* To be done
Copy the lines of the records that run from the line with "Target: ocean" to the line with "54,161 -> 75,173", both included, reproducing them verbatim.

*** Data to process ***

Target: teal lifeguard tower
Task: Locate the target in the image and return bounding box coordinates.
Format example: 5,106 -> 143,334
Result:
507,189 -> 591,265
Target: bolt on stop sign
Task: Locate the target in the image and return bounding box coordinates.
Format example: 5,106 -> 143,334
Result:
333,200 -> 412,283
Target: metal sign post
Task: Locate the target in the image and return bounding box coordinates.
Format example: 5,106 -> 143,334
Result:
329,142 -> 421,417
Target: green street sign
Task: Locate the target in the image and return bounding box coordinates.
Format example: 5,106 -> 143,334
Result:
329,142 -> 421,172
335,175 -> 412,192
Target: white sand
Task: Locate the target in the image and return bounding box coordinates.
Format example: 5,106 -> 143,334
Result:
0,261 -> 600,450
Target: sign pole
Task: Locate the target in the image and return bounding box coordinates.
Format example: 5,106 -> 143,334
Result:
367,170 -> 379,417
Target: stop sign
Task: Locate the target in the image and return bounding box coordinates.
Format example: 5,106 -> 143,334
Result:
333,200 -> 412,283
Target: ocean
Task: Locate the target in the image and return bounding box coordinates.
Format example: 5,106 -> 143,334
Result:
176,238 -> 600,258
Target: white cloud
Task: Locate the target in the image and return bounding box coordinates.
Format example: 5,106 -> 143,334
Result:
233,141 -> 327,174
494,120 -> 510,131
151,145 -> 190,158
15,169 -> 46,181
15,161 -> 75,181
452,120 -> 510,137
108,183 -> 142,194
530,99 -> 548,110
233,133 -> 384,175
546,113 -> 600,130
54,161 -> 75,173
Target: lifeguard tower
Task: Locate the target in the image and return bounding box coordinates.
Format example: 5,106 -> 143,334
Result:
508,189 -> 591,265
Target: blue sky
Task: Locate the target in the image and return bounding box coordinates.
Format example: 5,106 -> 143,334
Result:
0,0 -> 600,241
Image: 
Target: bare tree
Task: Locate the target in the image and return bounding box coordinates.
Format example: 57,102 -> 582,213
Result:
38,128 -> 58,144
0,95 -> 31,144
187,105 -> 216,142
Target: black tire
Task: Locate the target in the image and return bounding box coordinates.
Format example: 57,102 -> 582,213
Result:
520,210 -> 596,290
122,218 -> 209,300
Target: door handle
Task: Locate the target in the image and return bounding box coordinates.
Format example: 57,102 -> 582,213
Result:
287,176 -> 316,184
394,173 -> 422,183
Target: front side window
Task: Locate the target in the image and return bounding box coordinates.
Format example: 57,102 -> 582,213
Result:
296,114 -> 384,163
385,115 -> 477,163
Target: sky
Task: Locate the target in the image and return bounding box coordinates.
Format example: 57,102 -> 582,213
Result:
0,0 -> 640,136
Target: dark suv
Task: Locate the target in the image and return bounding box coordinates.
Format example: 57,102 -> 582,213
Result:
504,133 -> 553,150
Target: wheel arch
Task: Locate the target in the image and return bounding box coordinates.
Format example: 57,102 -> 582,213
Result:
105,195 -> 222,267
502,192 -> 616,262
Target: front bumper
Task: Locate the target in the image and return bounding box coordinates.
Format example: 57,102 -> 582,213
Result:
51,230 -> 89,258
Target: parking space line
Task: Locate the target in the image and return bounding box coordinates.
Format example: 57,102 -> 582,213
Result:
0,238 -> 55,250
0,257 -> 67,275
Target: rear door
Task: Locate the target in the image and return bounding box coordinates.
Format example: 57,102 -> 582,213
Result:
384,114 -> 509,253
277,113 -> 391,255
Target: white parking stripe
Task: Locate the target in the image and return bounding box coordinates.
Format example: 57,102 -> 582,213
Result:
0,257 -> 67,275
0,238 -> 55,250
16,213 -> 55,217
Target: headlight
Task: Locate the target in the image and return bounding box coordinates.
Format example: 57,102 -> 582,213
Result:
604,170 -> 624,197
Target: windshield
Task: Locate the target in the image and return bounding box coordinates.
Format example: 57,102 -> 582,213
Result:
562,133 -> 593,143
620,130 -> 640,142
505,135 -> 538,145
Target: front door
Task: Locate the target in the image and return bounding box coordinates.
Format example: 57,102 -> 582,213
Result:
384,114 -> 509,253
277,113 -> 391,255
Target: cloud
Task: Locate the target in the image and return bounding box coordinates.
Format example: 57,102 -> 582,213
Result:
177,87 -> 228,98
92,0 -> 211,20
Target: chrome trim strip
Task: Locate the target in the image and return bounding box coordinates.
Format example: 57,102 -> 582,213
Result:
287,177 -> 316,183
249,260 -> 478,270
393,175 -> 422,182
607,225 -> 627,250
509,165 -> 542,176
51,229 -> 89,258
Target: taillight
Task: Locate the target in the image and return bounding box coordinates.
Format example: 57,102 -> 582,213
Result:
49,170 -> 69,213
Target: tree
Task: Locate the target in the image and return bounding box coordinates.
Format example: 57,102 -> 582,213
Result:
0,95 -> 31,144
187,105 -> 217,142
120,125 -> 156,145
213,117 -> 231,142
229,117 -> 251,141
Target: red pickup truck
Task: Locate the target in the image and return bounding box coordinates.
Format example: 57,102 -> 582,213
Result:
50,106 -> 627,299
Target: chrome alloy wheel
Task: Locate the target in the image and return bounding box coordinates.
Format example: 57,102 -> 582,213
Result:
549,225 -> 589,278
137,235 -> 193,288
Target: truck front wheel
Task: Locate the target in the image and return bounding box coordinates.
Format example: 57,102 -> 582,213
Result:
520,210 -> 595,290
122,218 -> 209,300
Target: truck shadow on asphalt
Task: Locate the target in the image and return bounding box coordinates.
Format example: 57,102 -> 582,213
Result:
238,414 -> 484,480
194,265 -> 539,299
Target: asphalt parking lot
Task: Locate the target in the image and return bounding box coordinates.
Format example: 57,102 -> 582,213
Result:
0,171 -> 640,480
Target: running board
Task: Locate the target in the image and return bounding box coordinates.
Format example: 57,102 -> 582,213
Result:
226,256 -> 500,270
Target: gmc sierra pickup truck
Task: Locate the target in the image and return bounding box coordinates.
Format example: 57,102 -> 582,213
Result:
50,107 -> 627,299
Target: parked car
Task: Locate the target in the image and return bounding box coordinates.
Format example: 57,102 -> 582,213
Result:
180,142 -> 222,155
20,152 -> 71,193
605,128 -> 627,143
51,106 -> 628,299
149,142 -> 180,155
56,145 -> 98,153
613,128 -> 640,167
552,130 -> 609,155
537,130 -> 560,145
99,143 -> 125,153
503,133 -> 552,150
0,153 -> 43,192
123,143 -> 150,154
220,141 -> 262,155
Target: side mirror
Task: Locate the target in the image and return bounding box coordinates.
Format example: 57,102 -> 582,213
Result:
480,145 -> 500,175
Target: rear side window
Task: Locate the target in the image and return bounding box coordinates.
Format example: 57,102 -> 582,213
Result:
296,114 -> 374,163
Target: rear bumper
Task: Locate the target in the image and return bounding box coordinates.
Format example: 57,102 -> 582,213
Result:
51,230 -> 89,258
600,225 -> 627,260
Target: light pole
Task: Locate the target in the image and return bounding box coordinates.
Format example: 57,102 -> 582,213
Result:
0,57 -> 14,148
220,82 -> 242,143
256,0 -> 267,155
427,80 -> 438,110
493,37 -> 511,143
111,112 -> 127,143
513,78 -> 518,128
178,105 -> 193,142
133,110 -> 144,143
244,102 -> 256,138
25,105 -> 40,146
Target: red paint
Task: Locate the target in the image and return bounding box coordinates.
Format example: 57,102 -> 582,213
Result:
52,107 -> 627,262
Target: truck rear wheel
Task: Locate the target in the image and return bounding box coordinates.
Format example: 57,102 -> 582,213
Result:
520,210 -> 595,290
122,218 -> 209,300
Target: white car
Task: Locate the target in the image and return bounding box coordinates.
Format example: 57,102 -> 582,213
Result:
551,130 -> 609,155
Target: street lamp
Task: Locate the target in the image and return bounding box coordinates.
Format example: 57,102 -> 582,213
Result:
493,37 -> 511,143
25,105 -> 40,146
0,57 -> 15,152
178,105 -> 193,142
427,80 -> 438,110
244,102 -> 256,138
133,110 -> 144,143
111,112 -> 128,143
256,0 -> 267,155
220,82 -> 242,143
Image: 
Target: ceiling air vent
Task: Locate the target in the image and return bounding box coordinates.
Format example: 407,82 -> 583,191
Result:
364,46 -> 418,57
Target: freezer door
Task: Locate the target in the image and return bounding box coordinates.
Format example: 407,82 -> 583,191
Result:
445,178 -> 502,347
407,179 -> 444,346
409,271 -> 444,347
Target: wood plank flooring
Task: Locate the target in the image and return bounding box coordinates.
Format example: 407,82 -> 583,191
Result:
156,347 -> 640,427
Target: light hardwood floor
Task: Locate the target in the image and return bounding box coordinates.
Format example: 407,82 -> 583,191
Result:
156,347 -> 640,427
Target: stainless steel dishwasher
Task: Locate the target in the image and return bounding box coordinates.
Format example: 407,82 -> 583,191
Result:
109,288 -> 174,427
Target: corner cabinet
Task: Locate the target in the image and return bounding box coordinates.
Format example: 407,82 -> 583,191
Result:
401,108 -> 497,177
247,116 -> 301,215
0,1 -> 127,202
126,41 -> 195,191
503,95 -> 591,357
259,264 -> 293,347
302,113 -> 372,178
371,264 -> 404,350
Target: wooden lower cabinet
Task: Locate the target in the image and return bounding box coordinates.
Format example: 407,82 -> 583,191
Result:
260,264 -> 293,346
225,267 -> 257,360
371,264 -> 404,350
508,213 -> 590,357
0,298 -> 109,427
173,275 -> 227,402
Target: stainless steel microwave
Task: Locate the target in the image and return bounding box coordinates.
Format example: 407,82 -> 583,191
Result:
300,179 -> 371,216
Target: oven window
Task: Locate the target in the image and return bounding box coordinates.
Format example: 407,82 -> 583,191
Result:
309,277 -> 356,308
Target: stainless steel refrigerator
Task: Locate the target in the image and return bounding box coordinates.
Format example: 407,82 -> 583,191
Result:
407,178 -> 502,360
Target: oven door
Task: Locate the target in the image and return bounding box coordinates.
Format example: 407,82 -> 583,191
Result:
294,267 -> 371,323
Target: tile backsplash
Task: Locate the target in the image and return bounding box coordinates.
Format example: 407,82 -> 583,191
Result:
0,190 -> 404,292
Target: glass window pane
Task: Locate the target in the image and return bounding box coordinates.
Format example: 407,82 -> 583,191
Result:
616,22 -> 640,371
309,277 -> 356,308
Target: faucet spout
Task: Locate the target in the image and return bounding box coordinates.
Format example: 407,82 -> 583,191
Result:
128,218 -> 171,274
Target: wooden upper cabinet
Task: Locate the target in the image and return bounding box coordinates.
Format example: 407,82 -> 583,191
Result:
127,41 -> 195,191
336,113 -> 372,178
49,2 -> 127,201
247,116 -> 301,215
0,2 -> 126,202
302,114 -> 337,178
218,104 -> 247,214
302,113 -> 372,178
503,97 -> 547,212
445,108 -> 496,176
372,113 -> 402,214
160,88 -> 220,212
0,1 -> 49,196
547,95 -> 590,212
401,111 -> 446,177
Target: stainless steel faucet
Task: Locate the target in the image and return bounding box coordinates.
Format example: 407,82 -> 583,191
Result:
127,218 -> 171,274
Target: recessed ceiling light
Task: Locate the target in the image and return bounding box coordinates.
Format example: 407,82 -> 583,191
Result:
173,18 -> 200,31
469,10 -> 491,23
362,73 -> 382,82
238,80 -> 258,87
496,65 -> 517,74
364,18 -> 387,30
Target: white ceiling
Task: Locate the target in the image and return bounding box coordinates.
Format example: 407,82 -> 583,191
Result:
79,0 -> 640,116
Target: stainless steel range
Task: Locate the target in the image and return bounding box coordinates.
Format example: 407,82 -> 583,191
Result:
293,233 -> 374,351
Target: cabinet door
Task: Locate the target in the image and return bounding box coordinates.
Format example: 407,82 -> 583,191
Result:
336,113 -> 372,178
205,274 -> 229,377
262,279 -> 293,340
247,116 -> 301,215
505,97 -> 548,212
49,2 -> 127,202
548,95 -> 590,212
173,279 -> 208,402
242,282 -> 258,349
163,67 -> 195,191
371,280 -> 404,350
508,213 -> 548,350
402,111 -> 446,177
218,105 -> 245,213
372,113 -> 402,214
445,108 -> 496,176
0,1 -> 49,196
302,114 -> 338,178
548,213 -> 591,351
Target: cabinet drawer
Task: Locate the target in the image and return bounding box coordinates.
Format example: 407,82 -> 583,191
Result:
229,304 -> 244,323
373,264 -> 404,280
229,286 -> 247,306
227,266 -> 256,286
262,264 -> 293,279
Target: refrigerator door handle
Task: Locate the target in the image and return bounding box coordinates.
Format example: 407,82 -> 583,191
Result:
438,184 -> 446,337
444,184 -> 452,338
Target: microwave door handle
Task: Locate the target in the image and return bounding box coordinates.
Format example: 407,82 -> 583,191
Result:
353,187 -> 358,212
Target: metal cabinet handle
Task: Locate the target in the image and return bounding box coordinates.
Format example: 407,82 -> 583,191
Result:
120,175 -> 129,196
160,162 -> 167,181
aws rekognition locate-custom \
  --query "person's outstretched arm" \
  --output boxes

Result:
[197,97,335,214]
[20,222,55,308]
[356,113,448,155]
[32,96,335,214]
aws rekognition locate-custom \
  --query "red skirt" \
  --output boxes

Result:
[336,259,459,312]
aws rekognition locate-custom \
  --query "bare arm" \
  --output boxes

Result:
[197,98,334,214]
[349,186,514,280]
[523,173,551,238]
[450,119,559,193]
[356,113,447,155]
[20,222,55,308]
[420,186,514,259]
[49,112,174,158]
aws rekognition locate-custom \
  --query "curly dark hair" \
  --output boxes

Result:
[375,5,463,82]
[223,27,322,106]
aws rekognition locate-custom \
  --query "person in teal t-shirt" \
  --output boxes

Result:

***

* Completed exercise
Target: ocean
Task: Locate the target in the image and return bounding box coordinates.
Format example: 5,106 -> 143,334
Result:
176,238 -> 600,258
Target: white cloud
Task: Locate the target in the image and return bounding box coordinates.
Format example: 5,106 -> 143,334
Result:
233,141 -> 327,174
494,120 -> 510,131
151,145 -> 190,158
15,169 -> 46,181
15,161 -> 75,181
452,120 -> 510,137
108,183 -> 142,194
530,99 -> 548,110
233,133 -> 384,175
546,113 -> 600,130
54,161 -> 75,173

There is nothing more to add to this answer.